Copy out the data word for word, starting with the line containing "of the road" and going on through the line containing "150L144 133L140 185L123", both included.

(Data)

* * *

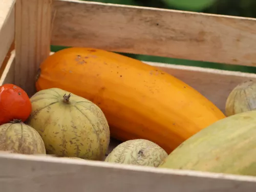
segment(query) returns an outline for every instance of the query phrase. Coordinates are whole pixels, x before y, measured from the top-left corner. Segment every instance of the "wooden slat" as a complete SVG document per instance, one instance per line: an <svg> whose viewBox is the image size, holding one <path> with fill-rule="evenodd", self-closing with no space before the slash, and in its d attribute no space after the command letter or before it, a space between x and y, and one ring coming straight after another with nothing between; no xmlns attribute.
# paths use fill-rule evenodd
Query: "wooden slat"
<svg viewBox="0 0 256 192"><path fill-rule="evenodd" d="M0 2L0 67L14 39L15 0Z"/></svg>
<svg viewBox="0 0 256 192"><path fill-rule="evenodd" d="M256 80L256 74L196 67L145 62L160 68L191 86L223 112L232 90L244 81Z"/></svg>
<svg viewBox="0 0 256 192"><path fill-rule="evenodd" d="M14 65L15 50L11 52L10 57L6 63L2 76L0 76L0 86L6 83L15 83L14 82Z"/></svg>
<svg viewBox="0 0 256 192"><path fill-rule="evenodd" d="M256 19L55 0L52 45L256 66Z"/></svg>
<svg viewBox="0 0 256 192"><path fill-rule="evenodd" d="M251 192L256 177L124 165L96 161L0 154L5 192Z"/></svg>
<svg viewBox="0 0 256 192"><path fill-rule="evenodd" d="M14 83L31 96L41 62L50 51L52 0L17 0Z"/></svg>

* * *

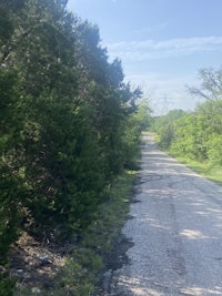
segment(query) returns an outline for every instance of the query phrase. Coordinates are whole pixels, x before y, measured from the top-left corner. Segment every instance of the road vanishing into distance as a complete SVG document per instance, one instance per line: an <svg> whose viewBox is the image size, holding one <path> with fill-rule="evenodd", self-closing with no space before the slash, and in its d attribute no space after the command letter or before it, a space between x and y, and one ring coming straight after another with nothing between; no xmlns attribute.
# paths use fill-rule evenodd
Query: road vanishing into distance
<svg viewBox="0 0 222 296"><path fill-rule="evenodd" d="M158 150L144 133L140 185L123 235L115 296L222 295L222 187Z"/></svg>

* * *

(Result)
segment(query) returns an outline for every instance of the query phrase. Coordinates are whole pixels, x before y, measured from the top-left corner. Segment every instance of the road vanishing into distance as a complete SVG document per instance, one instance per line: an <svg> whose viewBox is the image size, holding one <path> with fill-rule="evenodd", self-closing with no space before the slash, and in its d attribute no space after the command letter or before it, a space between x and y, and one ring coming straight after another with nothing between; no xmlns attribute.
# paths use fill-rule evenodd
Query: road vanishing into distance
<svg viewBox="0 0 222 296"><path fill-rule="evenodd" d="M158 150L144 133L140 185L123 235L115 296L222 295L222 187Z"/></svg>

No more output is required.